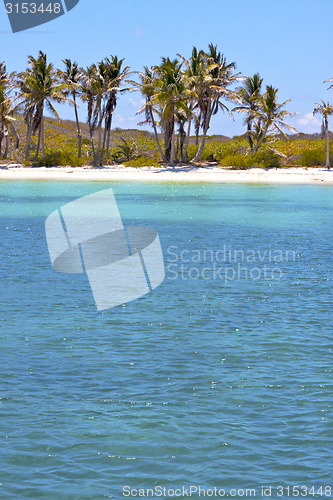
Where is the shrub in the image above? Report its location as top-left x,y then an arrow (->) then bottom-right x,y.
124,156 -> 161,167
219,148 -> 281,169
301,145 -> 333,167
219,155 -> 250,169
32,149 -> 85,167
248,148 -> 281,168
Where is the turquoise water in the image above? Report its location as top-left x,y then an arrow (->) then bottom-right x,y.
0,182 -> 333,500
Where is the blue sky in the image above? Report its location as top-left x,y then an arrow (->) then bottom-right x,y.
0,0 -> 333,136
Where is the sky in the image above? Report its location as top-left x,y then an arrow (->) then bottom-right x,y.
0,0 -> 333,136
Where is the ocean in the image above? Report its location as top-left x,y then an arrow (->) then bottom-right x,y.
0,181 -> 333,500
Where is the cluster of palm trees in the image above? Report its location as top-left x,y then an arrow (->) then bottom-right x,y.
132,44 -> 296,165
0,44 -> 333,166
0,62 -> 19,161
0,51 -> 129,165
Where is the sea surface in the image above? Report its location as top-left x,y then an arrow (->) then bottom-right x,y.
0,181 -> 333,500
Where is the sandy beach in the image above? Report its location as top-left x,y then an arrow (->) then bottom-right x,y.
0,165 -> 333,184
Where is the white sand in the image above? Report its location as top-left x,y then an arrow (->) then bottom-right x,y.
0,165 -> 333,184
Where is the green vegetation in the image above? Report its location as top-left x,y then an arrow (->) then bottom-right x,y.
0,44 -> 333,168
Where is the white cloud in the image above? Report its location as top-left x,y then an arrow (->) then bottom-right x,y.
134,28 -> 143,36
297,113 -> 321,133
128,97 -> 146,111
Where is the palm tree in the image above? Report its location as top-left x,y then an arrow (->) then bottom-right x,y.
180,47 -> 207,161
252,85 -> 297,153
0,85 -> 20,163
313,101 -> 333,169
103,56 -> 130,154
129,66 -> 166,163
81,64 -> 97,163
58,59 -> 82,158
152,58 -> 194,166
192,43 -> 240,162
232,73 -> 263,151
18,50 -> 68,159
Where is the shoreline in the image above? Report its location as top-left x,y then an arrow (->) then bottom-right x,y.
0,164 -> 333,184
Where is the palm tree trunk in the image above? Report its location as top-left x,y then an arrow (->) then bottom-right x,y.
184,114 -> 192,161
24,119 -> 32,160
252,127 -> 268,153
170,132 -> 175,168
195,118 -> 200,146
150,109 -> 166,163
73,92 -> 82,158
325,118 -> 330,170
9,139 -> 21,163
191,101 -> 213,163
3,134 -> 8,158
106,115 -> 112,154
102,117 -> 108,157
41,116 -> 45,158
35,121 -> 42,160
247,123 -> 253,153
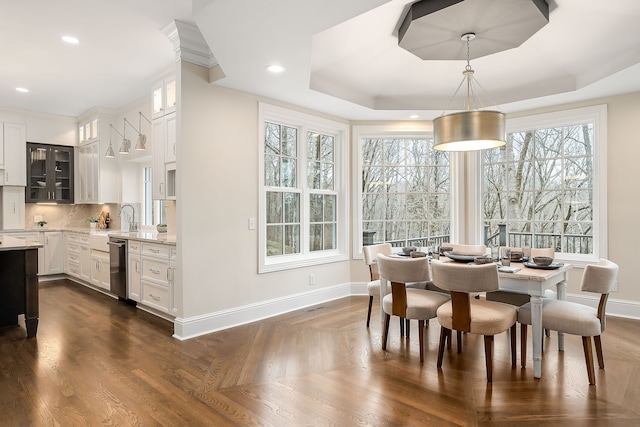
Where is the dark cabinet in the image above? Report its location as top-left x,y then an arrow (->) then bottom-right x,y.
25,142 -> 73,203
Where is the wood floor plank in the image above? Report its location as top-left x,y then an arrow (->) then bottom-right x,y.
0,280 -> 640,427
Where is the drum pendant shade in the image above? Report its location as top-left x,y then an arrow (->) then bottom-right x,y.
433,110 -> 506,151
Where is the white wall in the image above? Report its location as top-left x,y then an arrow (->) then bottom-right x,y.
177,62 -> 349,324
0,109 -> 78,146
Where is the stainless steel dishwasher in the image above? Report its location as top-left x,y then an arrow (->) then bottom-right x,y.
109,237 -> 136,305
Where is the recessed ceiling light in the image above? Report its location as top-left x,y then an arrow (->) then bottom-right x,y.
62,36 -> 80,44
265,65 -> 286,73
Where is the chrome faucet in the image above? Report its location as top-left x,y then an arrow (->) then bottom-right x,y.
120,203 -> 138,232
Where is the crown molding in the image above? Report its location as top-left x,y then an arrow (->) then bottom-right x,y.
162,20 -> 218,68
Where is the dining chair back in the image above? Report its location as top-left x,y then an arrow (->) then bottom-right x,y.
362,243 -> 393,328
378,254 -> 449,363
431,261 -> 516,382
518,259 -> 618,385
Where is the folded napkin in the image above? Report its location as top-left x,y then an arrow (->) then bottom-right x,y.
449,250 -> 485,256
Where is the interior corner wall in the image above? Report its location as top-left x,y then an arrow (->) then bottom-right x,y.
176,61 -> 350,318
509,93 -> 640,304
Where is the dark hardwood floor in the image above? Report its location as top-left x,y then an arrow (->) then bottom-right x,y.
0,280 -> 640,427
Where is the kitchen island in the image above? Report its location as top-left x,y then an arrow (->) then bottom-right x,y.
0,235 -> 43,337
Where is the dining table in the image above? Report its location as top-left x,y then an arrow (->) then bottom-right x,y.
380,256 -> 572,378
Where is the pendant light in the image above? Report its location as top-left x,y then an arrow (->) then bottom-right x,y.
134,111 -> 151,151
107,124 -> 131,157
104,130 -> 116,159
433,33 -> 506,151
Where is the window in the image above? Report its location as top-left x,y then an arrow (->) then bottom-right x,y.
482,107 -> 606,259
260,104 -> 348,272
354,126 -> 451,252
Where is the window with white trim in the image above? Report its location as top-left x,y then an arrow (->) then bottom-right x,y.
482,107 -> 606,260
354,126 -> 451,254
259,103 -> 349,272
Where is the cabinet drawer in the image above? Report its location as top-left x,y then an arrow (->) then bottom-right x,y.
142,242 -> 169,260
67,262 -> 80,277
142,258 -> 169,286
129,240 -> 141,254
67,242 -> 80,254
67,252 -> 80,264
142,282 -> 169,312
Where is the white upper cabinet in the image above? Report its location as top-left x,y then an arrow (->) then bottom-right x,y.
0,123 -> 27,187
76,113 -> 121,204
151,77 -> 176,119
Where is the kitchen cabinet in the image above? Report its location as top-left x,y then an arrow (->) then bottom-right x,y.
38,231 -> 65,275
26,142 -> 74,203
64,232 -> 81,279
91,249 -> 110,290
0,123 -> 27,187
79,234 -> 92,283
127,240 -> 141,302
77,113 -> 120,204
152,112 -> 177,200
129,242 -> 175,314
0,186 -> 24,230
169,246 -> 178,316
151,76 -> 176,119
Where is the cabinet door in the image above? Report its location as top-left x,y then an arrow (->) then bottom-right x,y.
80,243 -> 91,282
40,231 -> 64,274
26,142 -> 73,203
3,123 -> 27,187
127,254 -> 141,302
163,113 -> 178,163
2,187 -> 24,230
78,142 -> 100,203
151,119 -> 166,200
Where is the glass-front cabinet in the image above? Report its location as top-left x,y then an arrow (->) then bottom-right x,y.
26,142 -> 73,203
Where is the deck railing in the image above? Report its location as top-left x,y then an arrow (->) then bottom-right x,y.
363,224 -> 593,254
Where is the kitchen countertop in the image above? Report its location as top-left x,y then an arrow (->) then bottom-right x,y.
0,227 -> 176,246
0,234 -> 44,251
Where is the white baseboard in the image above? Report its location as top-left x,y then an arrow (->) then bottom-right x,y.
173,284 -> 350,340
567,294 -> 640,320
173,283 -> 640,340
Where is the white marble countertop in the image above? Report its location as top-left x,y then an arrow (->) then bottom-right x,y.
0,227 -> 176,247
0,234 -> 44,251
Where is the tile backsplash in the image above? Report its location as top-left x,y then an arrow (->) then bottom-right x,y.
24,203 -> 119,230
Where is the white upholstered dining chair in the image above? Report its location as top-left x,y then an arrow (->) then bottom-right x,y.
378,254 -> 449,363
431,261 -> 516,382
518,259 -> 618,385
362,243 -> 393,328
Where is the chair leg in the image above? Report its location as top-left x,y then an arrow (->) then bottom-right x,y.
382,314 -> 391,350
593,335 -> 604,369
418,320 -> 424,363
511,323 -> 516,368
367,295 -> 373,328
484,335 -> 493,383
438,326 -> 451,369
582,337 -> 596,385
520,323 -> 527,368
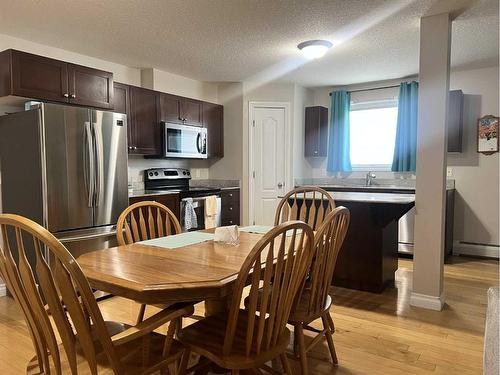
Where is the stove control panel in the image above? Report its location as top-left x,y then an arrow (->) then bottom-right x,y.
144,168 -> 191,181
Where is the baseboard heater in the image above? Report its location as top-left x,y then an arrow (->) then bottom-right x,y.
453,241 -> 500,259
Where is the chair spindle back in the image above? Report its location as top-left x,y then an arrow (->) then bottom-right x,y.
0,214 -> 123,375
297,206 -> 350,316
274,186 -> 335,230
223,221 -> 314,356
116,201 -> 182,245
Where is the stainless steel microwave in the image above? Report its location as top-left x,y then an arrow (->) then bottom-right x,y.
162,122 -> 207,159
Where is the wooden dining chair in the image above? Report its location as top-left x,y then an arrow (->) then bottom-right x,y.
116,201 -> 182,323
178,221 -> 314,375
288,206 -> 350,375
274,186 -> 335,231
0,214 -> 193,375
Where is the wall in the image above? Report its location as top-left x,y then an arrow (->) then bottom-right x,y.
209,82 -> 314,224
447,67 -> 500,251
307,66 -> 500,256
141,68 -> 218,103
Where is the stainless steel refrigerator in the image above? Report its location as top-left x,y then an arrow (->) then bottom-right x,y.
0,104 -> 128,257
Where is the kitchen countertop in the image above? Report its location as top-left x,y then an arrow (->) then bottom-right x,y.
280,191 -> 415,204
128,190 -> 184,198
128,186 -> 240,198
330,191 -> 415,204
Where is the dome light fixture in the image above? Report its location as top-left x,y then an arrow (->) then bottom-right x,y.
297,39 -> 333,60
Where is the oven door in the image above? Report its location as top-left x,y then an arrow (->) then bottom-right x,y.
180,196 -> 221,232
164,122 -> 207,159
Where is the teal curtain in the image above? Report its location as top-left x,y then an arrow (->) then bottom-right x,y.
392,81 -> 418,172
326,91 -> 352,172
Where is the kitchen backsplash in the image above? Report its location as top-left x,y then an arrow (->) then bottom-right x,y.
128,155 -> 208,190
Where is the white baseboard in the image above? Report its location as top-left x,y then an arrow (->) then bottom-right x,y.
410,292 -> 444,311
453,241 -> 500,259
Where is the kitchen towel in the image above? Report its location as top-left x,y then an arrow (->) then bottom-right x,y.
183,198 -> 198,230
205,195 -> 217,229
137,232 -> 214,249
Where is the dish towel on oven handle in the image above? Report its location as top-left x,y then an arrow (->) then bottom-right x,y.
183,198 -> 198,230
205,195 -> 217,229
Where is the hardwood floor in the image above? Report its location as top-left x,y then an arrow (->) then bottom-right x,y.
0,257 -> 499,375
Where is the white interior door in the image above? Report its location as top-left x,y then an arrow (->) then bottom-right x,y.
250,106 -> 286,225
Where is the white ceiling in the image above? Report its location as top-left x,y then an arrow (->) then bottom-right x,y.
0,0 -> 499,86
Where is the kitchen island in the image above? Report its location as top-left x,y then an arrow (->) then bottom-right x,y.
296,191 -> 415,293
330,192 -> 415,293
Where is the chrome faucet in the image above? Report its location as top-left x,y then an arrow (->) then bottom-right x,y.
365,172 -> 377,186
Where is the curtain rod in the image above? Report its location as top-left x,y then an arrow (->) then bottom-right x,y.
329,85 -> 399,96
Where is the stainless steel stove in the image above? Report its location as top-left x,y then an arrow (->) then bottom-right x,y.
144,168 -> 221,230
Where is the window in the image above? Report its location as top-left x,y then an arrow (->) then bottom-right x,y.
350,100 -> 398,171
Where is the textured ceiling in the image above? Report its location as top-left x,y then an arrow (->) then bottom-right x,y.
0,0 -> 498,86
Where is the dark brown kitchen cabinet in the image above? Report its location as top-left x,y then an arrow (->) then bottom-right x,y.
0,49 -> 113,109
220,188 -> 240,226
129,194 -> 180,222
203,102 -> 224,158
128,87 -> 163,155
181,98 -> 203,126
113,82 -> 130,115
2,50 -> 69,102
68,64 -> 114,109
304,106 -> 328,157
160,94 -> 182,123
446,90 -> 464,152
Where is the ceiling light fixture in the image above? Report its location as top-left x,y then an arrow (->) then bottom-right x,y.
297,40 -> 333,60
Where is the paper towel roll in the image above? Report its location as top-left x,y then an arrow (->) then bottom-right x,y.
214,225 -> 240,245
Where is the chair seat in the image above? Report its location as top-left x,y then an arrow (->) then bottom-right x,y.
26,321 -> 184,375
178,310 -> 290,369
243,289 -> 332,324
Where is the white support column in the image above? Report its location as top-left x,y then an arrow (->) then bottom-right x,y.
410,13 -> 451,310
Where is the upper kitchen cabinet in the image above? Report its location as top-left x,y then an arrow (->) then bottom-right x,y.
113,82 -> 130,115
203,102 -> 224,158
128,87 -> 162,155
68,64 -> 114,109
446,90 -> 464,152
304,106 -> 328,157
181,98 -> 203,126
160,94 -> 182,123
0,50 -> 113,109
160,93 -> 203,126
0,50 -> 69,102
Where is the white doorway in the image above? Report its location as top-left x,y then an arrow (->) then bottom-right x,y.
249,103 -> 290,225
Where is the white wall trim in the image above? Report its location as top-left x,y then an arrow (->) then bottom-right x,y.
410,292 -> 444,311
453,241 -> 500,259
248,101 -> 293,225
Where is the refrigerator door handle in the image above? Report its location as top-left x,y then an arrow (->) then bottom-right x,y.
92,123 -> 104,207
83,121 -> 95,207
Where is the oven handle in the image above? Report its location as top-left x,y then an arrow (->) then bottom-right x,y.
196,132 -> 202,154
182,194 -> 220,202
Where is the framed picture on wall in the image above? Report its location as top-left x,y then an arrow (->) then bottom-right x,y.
477,115 -> 499,154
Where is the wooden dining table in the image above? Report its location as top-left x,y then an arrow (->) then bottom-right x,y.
77,231 -> 263,315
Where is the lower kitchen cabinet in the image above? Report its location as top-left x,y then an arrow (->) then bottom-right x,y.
220,188 -> 240,226
129,194 -> 180,223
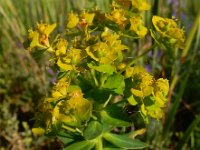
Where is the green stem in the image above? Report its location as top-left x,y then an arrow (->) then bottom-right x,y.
120,43 -> 156,73
181,11 -> 200,59
95,136 -> 103,150
91,69 -> 99,87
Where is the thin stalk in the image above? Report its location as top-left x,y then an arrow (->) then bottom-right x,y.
181,11 -> 200,60
95,136 -> 103,150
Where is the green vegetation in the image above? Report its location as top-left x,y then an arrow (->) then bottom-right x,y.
0,0 -> 200,150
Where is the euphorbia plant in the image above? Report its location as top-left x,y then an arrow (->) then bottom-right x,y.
25,0 -> 184,150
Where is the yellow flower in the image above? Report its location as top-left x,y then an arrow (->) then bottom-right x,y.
86,28 -> 128,64
32,127 -> 45,135
81,12 -> 95,25
55,39 -> 68,56
130,16 -> 148,37
154,78 -> 169,107
52,77 -> 70,99
28,23 -> 56,50
67,12 -> 79,28
152,16 -> 185,49
132,0 -> 151,11
57,48 -> 82,71
106,9 -> 127,28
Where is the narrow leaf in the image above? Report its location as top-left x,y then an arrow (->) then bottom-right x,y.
103,133 -> 147,149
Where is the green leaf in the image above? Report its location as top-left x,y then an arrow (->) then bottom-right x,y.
100,106 -> 131,127
64,141 -> 95,150
57,131 -> 74,145
83,121 -> 103,140
103,74 -> 125,94
88,63 -> 114,75
176,115 -> 200,149
103,147 -> 125,150
103,133 -> 147,149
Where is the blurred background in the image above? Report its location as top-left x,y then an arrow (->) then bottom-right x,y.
0,0 -> 200,150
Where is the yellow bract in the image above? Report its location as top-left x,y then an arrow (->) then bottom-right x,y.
86,29 -> 128,64
32,127 -> 45,135
57,48 -> 82,71
125,66 -> 169,119
132,0 -> 151,11
81,12 -> 95,25
152,16 -> 185,49
130,16 -> 148,37
28,23 -> 56,50
67,12 -> 79,28
55,39 -> 68,57
106,9 -> 127,28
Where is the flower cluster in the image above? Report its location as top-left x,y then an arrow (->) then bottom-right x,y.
125,66 -> 169,119
26,0 -> 184,149
152,16 -> 185,49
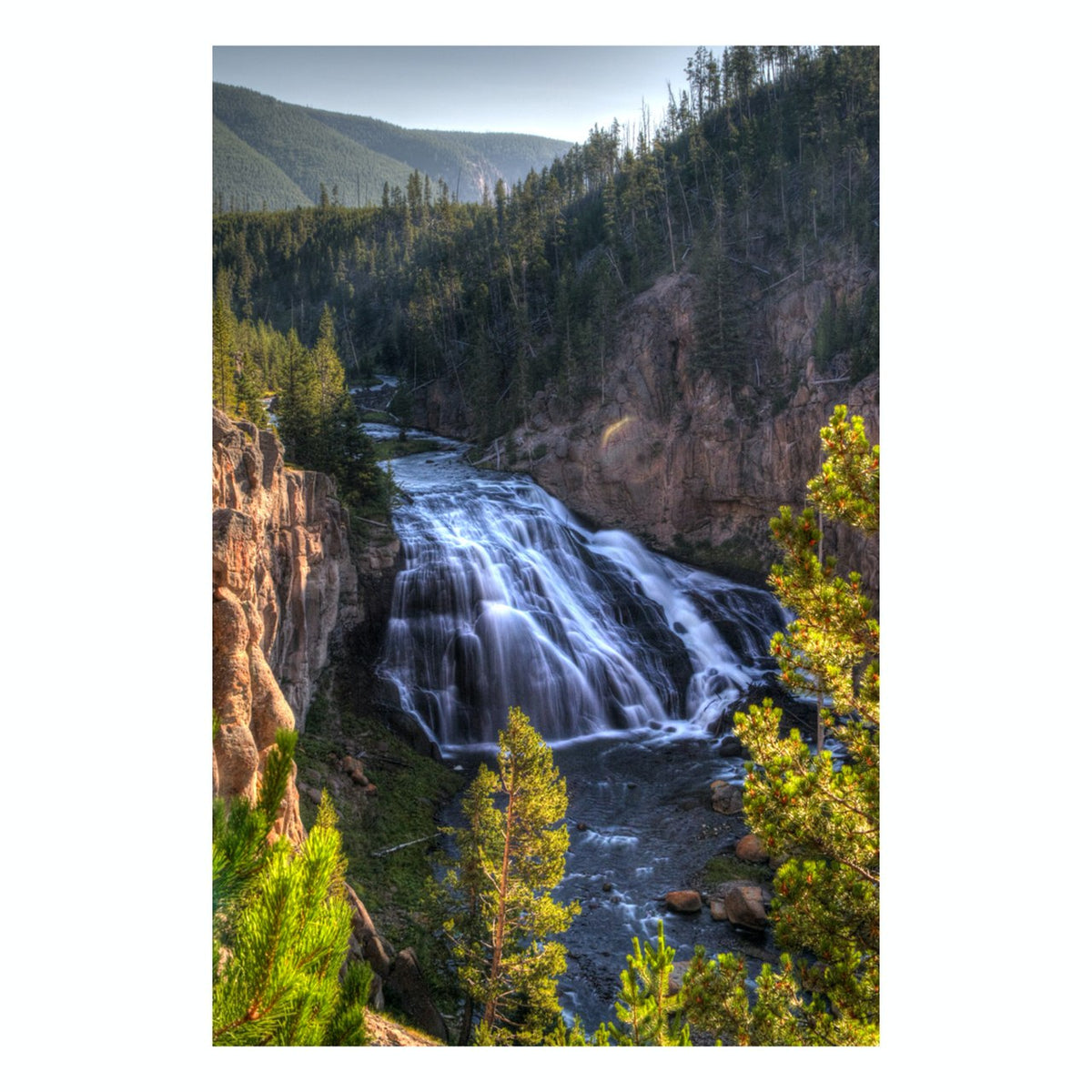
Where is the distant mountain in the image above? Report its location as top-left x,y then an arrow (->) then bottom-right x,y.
213,83 -> 572,209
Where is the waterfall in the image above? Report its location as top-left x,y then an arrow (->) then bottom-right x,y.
379,434 -> 785,752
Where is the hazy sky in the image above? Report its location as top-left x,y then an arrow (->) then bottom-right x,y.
213,46 -> 707,143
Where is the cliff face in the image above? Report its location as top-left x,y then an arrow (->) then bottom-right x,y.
502,268 -> 879,594
212,410 -> 399,839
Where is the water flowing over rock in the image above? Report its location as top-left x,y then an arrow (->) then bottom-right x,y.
502,267 -> 879,596
379,434 -> 784,748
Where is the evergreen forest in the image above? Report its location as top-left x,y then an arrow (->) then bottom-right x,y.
212,46 -> 880,1046
213,46 -> 879,442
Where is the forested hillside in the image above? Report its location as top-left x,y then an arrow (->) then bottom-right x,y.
213,83 -> 568,212
213,47 -> 879,441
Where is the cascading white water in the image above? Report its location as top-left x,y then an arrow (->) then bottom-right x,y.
379,430 -> 785,752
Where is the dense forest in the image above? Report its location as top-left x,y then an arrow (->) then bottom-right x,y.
213,46 -> 879,441
212,46 -> 879,1045
213,83 -> 568,212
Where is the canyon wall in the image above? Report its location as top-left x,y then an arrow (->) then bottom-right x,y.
507,266 -> 879,596
212,410 -> 399,840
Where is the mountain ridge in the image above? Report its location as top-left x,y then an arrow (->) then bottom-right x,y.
213,83 -> 571,211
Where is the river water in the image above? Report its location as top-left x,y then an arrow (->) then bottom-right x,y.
369,426 -> 786,1028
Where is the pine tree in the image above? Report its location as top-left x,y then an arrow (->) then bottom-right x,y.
212,732 -> 369,1046
684,406 -> 880,1045
212,269 -> 237,413
607,922 -> 690,1046
443,709 -> 580,1045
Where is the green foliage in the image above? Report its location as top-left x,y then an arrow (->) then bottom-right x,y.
213,47 -> 879,445
212,732 -> 368,1046
687,406 -> 879,1044
607,922 -> 690,1046
812,283 -> 880,381
213,83 -> 569,212
611,406 -> 880,1046
441,709 -> 580,1045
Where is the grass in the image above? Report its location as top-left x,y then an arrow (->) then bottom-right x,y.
375,437 -> 441,463
700,854 -> 774,891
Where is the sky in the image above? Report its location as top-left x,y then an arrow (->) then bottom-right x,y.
213,46 -> 703,144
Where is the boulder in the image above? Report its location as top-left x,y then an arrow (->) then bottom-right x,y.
710,781 -> 743,815
736,834 -> 770,864
710,880 -> 768,929
664,891 -> 701,914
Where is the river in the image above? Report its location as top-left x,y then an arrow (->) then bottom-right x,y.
368,426 -> 785,1028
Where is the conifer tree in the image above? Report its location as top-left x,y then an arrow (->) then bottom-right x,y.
684,406 -> 880,1045
607,922 -> 690,1046
443,709 -> 580,1045
212,732 -> 369,1046
212,269 -> 236,413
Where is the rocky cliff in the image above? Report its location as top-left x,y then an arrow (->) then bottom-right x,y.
510,266 -> 879,594
212,410 -> 399,840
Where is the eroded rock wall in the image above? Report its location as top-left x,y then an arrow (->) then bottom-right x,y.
212,410 -> 359,841
513,268 -> 879,594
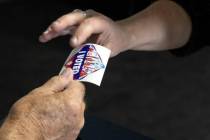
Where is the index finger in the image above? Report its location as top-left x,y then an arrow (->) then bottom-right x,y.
39,10 -> 86,42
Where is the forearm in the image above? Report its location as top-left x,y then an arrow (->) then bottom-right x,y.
118,0 -> 191,51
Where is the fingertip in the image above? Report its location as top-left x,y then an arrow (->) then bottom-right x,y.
39,35 -> 47,43
60,68 -> 73,81
70,36 -> 79,48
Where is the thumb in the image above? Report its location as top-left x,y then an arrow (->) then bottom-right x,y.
42,68 -> 73,93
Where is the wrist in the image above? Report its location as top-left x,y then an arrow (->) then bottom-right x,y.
0,119 -> 43,140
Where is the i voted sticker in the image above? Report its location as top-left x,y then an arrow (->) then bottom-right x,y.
60,43 -> 111,86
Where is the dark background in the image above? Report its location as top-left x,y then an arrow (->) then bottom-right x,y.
0,0 -> 210,140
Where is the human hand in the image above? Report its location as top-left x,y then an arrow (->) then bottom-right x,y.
##############################
Exercise task: Copy out the items word for word, from the line containing "Where is the conifer" through the line containing "212,269 -> 236,413", including both of those lines.

Response below:
Where is the conifer tree in the image above? Report its location as top-left x,y then an arrow (->) then bottom-right x,y.
684,406 -> 880,1045
607,922 -> 690,1046
443,709 -> 580,1045
212,732 -> 369,1046
212,269 -> 236,413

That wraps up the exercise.